START PROVIDED MATERIAL

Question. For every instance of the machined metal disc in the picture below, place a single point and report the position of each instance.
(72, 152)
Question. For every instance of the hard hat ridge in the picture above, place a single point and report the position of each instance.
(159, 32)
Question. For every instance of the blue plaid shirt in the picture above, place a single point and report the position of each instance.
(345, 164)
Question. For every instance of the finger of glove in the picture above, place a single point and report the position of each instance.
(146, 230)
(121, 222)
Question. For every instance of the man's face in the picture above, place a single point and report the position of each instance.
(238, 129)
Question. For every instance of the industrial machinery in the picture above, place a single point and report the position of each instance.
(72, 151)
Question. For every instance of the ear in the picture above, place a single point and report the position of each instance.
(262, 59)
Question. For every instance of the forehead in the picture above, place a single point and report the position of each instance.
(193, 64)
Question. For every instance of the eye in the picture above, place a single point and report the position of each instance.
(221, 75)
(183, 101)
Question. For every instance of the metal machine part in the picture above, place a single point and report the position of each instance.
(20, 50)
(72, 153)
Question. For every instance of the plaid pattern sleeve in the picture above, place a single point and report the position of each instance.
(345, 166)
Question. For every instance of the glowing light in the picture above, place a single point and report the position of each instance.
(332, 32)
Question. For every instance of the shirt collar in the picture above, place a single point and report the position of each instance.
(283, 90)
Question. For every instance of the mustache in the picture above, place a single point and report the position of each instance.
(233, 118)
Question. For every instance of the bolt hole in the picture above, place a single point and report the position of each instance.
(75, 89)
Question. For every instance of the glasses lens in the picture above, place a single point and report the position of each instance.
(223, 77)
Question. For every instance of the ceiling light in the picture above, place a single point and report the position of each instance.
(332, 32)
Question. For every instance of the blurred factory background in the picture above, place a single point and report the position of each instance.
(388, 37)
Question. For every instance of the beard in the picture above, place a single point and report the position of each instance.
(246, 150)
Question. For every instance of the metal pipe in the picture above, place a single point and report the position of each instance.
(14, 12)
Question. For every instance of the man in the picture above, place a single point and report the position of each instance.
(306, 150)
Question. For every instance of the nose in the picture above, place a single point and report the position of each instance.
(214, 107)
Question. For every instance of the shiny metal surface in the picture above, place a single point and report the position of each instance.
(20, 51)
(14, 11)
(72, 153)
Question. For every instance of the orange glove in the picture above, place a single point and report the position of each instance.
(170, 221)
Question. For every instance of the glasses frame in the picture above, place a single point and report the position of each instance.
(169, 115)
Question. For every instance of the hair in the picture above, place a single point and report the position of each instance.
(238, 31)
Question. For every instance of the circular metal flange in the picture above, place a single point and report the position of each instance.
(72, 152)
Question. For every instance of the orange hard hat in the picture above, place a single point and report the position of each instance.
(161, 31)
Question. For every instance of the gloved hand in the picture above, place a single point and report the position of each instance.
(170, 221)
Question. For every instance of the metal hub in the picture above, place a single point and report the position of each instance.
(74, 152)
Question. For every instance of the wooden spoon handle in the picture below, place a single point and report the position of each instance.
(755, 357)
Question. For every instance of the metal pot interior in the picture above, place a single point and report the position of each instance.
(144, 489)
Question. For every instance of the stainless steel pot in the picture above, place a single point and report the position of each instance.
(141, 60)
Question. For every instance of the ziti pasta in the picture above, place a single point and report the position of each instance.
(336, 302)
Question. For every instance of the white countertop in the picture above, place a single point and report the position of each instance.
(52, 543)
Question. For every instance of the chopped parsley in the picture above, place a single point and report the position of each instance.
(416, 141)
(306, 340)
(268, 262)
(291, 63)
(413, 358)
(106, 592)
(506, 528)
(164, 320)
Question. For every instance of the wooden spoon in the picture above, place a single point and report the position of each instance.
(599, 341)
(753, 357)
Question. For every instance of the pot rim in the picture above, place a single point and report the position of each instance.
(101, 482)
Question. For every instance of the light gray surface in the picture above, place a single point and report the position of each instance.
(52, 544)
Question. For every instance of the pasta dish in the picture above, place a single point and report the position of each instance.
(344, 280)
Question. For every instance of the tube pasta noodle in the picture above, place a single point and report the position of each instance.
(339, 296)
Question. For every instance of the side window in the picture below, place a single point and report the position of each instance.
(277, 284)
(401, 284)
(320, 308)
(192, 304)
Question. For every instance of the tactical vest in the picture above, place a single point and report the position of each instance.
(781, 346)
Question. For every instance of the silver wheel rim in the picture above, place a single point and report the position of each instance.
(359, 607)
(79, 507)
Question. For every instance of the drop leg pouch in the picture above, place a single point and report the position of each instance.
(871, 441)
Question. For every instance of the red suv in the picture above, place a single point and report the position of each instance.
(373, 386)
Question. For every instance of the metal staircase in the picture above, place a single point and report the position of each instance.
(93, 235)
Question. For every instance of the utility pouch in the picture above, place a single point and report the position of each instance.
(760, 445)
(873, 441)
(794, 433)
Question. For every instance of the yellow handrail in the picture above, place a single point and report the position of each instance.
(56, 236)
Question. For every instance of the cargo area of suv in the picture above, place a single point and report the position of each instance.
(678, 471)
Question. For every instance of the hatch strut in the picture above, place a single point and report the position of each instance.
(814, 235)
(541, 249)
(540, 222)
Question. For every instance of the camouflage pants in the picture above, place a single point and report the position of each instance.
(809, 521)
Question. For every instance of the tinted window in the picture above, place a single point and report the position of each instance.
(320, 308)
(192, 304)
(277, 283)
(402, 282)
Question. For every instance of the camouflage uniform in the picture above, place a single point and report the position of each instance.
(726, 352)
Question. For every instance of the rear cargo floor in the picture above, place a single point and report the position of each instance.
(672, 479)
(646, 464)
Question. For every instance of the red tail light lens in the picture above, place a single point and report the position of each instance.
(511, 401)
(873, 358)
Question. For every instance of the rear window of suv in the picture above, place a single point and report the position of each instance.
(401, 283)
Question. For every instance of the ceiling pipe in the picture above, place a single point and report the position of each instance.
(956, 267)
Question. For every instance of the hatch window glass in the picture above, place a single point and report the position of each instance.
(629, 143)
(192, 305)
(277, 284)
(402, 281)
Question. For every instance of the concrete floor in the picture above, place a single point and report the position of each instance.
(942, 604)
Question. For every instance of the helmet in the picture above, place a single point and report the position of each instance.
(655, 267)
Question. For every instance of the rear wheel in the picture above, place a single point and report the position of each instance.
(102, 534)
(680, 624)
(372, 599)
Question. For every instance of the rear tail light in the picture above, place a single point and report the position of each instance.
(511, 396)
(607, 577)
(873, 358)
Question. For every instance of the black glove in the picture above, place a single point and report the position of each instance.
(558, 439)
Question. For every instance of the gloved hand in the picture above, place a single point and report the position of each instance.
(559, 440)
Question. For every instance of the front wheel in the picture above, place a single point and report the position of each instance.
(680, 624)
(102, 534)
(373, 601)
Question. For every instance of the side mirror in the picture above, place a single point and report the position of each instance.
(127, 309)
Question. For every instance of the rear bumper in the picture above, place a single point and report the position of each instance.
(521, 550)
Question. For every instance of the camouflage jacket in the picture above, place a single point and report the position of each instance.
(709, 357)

END PROVIDED MATERIAL

--- WHAT IS NEEDED ---
Every record, copied exactly, is the expected answer.

--- RESPONSE ---
Question. For every instance of the machined metal disc in the picture below, place a single point and report the position of each instance.
(72, 152)
Question. For every instance of the hard hat ridge in the picture above, place a single point and report the position of each instance.
(159, 32)
Question. For every instance of the blue plaid shirt in the picture above, place a single point and report the position of each instance.
(345, 164)
Question. For every instance of the finger of glove in the picture above, place a single point and report the position of each instance.
(146, 230)
(121, 222)
Question. For every instance of the man's face in the picture above, place a single point and report the position of each instance.
(238, 129)
Question. For every instance of the industrial machinery in the picture above, place a single point and report the position of each instance.
(72, 151)
Question. For every instance of the ear in the picture above, place a single point and report the position of each instance.
(262, 59)
Question. For every instance of the forehead in the picture above, place a single point and report the position of each instance.
(193, 64)
Question. For every instance of the eye in the picture above, place a single point and report the position of each instance.
(221, 75)
(183, 101)
Question. For every instance of the metal machine part in the picture above, place a single point and report the position of each instance.
(20, 50)
(72, 153)
Question. For every instance of the plaid pattern sleeve in the picture above, place a single point and report the position of each instance.
(345, 166)
Question. For every instance of the glowing light in the picture above, place a single point and report the position of each instance.
(332, 32)
Question. For every instance of the shirt collar in the picture above, place a single point and report the position of each instance.
(283, 90)
Question. For every instance of the mustache in the picture above, place a single point and report the position of each instance.
(233, 118)
Question. For every instance of the bolt hole in the picture above, place a single point and report the position of each instance.
(75, 89)
Question. For every instance of the glasses lens in the picture above, place a single point and report the position of each instance.
(223, 77)
Question. For every instance of the ceiling light in the picture above, place a single point and report the position of each instance.
(332, 32)
Question. For every instance of the blurred factory background in the picture above, place a single point and report the position of each instance.
(388, 37)
Question. For every instance of the beard in the picture above, place a single point and report the position of each instance.
(246, 150)
Question. For every instance of the metal pipe in the picture above, place a single point and report the position of each instance.
(14, 12)
Question. For every instance of the man in the picture above, place a single point and report the position of each instance.
(306, 150)
Question. For every instance of the nose in the picture above, place a single point and report the position of each instance.
(214, 107)
Question. For every instance of the shiny metal surface in the picture above, place a single point and report the position of each instance.
(20, 51)
(14, 11)
(72, 153)
Question. For every instance of the orange glove in the picture above, place a single point and report the position of each instance.
(170, 221)
Question. For every instance of the glasses frame in the picture above, place a single point and report the position of each instance.
(169, 115)
Question. For every instance of the hair in the picture above, place a single point and report the position of each instance.
(238, 31)
Question. For every instance of the circular metal flange in the picture above, place a single point and report the position of each instance.
(72, 152)
Question. For every instance of the orange hard hat in the picture above, place a single point and report the position of each instance.
(161, 31)
Question. For every instance of the gloved hand in the picture above, place a single point and report the position of each instance.
(170, 221)
Question. For every instance of the metal hub in the picture above, place a single point and report the position of each instance.
(74, 152)
Question. For every instance of the wooden spoon handle in the picture below, place a single point and report the position of each instance.
(755, 357)
Question. For every instance of the metal pot interior in the picture above, place a single point and report the position of each instance.
(144, 489)
Question. For every instance of the stainless steel pot in the picture above, place a single point and report the position of each instance.
(141, 60)
Question. For every instance of the ziti pasta in the picture above, place a single point and report the position of each instance.
(336, 302)
Question. For every instance of the white countertop in the picture above, place a single point and report the position of each instance.
(52, 543)
Question. For every instance of the chopped parsley in the picture above, place a single point and report the position of each instance.
(416, 141)
(306, 340)
(268, 262)
(291, 63)
(413, 358)
(106, 592)
(506, 528)
(164, 320)
Question. For every instance of the wooden spoon in the picture above, place a single point and report the position of each instance.
(599, 341)
(753, 357)
Question. For every instance of the pot rim in the picture above, place a single point and report the position of each instance.
(101, 482)
Question. For every instance of the light gray surface in the picture above, place a single point and report the position of each instance.
(52, 544)
Question. For every instance of the pasta dish in the picture above, place a single point and report the position of each instance.
(344, 280)
Question. For every instance of the tube pasta noodle in the picture above, place a single point and report the position of each instance.
(339, 296)
Question. For every instance of the side window in the picture below, place a single point and report the position of each instance.
(277, 284)
(401, 284)
(320, 308)
(192, 304)
Question. For every instance of the tactical vest in the picture above, place a single point and report the position of each instance.
(781, 346)
Question. For every instance of the silver wheel rim in the picture above, place a single point and report the position of each instance.
(359, 607)
(79, 507)
Question. For every instance of the drop leg pouch in the picture above, place a single point and report the position of each instance.
(871, 441)
Question. For every instance of the red suv in the picture above, place a single point and report the position of each instance.
(373, 386)
Question. For every instance of the metal staircase in the picture above, place a single point and report the position of each instance.
(93, 235)
Question. For every instance of the utility pouch in the picture above, place a single point and report the position of each instance.
(760, 445)
(873, 441)
(794, 433)
Question. For every instance of the yellow handrail in the picture above, place a single point and report the position of each instance.
(56, 236)
Question. For every instance of the cargo area of suv in the picture above, place a single point and report the position of each instance.
(678, 471)
Question. For every instance of the hatch strut in the picture above, place a single point and report the position of each instance.
(814, 235)
(541, 249)
(540, 222)
Question. For every instance of the camouflage pants in the picture above, place a single point and report the position of each instance.
(809, 521)
Question. For every instance of the tinted window in the picture above, place a single point and report the position of each instance.
(320, 308)
(192, 304)
(277, 283)
(402, 282)
Question. For every instance of the camouflage uniform in the picture above, place a single point and report the position of each instance.
(726, 352)
Question. For every instance of the rear cargo floor in the picture above, place a single point and report the position of each instance.
(672, 479)
(646, 464)
Question. For every instance of the red tail light lens in the picture above, place a single point and report the position of each instance.
(511, 401)
(873, 358)
Question. For every instance of the rear window of suv in the picture above, place a single point and report the position of each instance.
(401, 283)
Question. For every instance of the ceiling pipe in the picture above, place a single point and report the position of each instance.
(956, 267)
Question. For every instance of the hatch window glass in the picture above, place a single point and report the position of each instance.
(629, 143)
(192, 305)
(277, 284)
(402, 281)
Question. For every instance of the concrete floor in the picture above, place a single point and report the position of each instance.
(942, 604)
Question. For every instance of the helmet in the picture above, place a single point and report the position of each instance.
(655, 267)
Question. For every instance of the rear wheel in the picture above, place a single point and report the position of each instance.
(102, 534)
(680, 624)
(372, 599)
Question. For every instance of the rear tail light in the picture above, place a single point and report the position of each instance.
(511, 396)
(607, 577)
(873, 358)
Question. For every instance of the black glove in the picture above, place a single point and report the position of each instance.
(558, 439)
Question. For every instance of the gloved hand in the picture above, place a single point and report the position of each instance.
(559, 440)
Question. For every instance of the front wheel in the picture above, place a single point and report the position of each instance.
(680, 624)
(102, 534)
(373, 601)
Question. For every instance of the side mirror in the picture above, place a single point and report the position of each instance.
(127, 309)
Question. For every instance of the rear bumper in the picture above, place a single point and report the position of each instance.
(521, 550)
Question. For every instance of the camouflage jacket in the picture above, place a single point and report the position of each instance.
(709, 357)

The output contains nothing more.